BEGIN Dataset content
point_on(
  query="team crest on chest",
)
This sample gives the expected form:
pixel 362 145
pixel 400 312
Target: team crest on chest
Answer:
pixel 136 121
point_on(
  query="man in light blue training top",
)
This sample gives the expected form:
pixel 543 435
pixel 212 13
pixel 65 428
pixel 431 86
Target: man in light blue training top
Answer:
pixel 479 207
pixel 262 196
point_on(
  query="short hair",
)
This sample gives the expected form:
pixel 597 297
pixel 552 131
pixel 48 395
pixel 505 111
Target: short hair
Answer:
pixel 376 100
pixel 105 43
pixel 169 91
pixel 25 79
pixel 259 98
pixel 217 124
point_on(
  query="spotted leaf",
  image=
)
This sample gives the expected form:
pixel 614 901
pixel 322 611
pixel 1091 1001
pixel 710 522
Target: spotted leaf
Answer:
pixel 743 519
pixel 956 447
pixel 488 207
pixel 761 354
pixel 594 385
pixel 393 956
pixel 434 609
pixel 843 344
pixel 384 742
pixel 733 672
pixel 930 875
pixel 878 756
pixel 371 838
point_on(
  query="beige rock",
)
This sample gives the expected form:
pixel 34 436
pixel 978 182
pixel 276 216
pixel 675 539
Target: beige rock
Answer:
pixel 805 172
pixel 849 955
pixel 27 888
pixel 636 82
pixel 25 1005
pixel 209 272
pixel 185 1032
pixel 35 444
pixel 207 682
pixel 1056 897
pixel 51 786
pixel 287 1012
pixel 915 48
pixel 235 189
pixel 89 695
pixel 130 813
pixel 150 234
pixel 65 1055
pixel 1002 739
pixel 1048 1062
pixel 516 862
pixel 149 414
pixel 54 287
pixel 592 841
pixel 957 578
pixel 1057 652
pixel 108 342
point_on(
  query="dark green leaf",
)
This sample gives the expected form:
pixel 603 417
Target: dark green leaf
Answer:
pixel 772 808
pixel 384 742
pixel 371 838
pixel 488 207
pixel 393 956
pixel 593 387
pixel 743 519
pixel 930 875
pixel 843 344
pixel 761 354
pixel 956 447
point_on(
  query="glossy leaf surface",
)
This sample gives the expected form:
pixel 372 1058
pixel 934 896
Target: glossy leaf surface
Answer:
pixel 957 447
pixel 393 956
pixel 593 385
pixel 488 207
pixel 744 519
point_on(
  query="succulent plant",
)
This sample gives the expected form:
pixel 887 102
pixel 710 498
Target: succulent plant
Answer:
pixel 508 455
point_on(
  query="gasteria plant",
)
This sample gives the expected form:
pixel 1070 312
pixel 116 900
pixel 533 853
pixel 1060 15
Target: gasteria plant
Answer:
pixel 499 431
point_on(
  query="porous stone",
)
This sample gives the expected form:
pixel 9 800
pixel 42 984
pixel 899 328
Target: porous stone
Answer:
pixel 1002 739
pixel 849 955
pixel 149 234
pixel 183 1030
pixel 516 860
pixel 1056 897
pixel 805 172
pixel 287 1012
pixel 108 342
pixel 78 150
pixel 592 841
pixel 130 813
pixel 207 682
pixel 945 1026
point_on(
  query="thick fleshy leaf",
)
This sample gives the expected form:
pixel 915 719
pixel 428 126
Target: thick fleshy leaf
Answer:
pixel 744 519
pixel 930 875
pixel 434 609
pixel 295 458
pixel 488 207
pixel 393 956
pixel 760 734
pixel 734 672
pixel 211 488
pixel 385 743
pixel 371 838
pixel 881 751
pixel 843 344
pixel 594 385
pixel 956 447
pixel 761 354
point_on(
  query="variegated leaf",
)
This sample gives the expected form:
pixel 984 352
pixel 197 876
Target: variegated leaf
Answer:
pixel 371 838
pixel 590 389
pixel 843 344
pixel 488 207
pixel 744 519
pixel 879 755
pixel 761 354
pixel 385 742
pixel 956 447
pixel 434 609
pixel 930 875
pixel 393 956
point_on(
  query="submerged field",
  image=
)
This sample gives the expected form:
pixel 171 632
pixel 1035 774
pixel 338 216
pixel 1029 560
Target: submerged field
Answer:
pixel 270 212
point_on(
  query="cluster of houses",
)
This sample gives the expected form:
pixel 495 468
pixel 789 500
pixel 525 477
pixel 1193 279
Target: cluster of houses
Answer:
END Dataset content
- [Exercise directions] Nothing but the lines from the start of the data through the line holding "Target: beige rock" should be restated, and each one exactly.

- [Solution to the exercise]
point_on(
  query="team crest on chest",
)
This sample gives the expected form:
pixel 362 145
pixel 400 312
Target: team crest on chest
Answer:
pixel 136 121
point_on(
  query="man in light blue training top",
)
This sample gives the expected form:
pixel 543 435
pixel 212 13
pixel 65 428
pixel 431 86
Target: man in light blue training top
Answer:
pixel 479 207
pixel 262 196
point_on(
  query="short hair",
)
This sample gives the expected form:
pixel 597 297
pixel 552 131
pixel 48 395
pixel 505 111
Target: short hair
Answer:
pixel 376 100
pixel 105 43
pixel 169 91
pixel 25 79
pixel 259 98
pixel 217 124
point_on(
  query="spotted leaf",
  image=
)
This sample gives the expected form:
pixel 614 901
pixel 322 611
pixel 1091 1001
pixel 710 522
Target: spotted leaf
Answer:
pixel 743 519
pixel 956 447
pixel 488 207
pixel 761 354
pixel 594 385
pixel 393 956
pixel 434 609
pixel 843 344
pixel 384 742
pixel 733 672
pixel 930 875
pixel 878 756
pixel 371 838
point_on(
  query="beige rock",
)
This sample gives the expected form:
pixel 34 436
pixel 978 182
pixel 276 216
pixel 675 539
Target: beige rock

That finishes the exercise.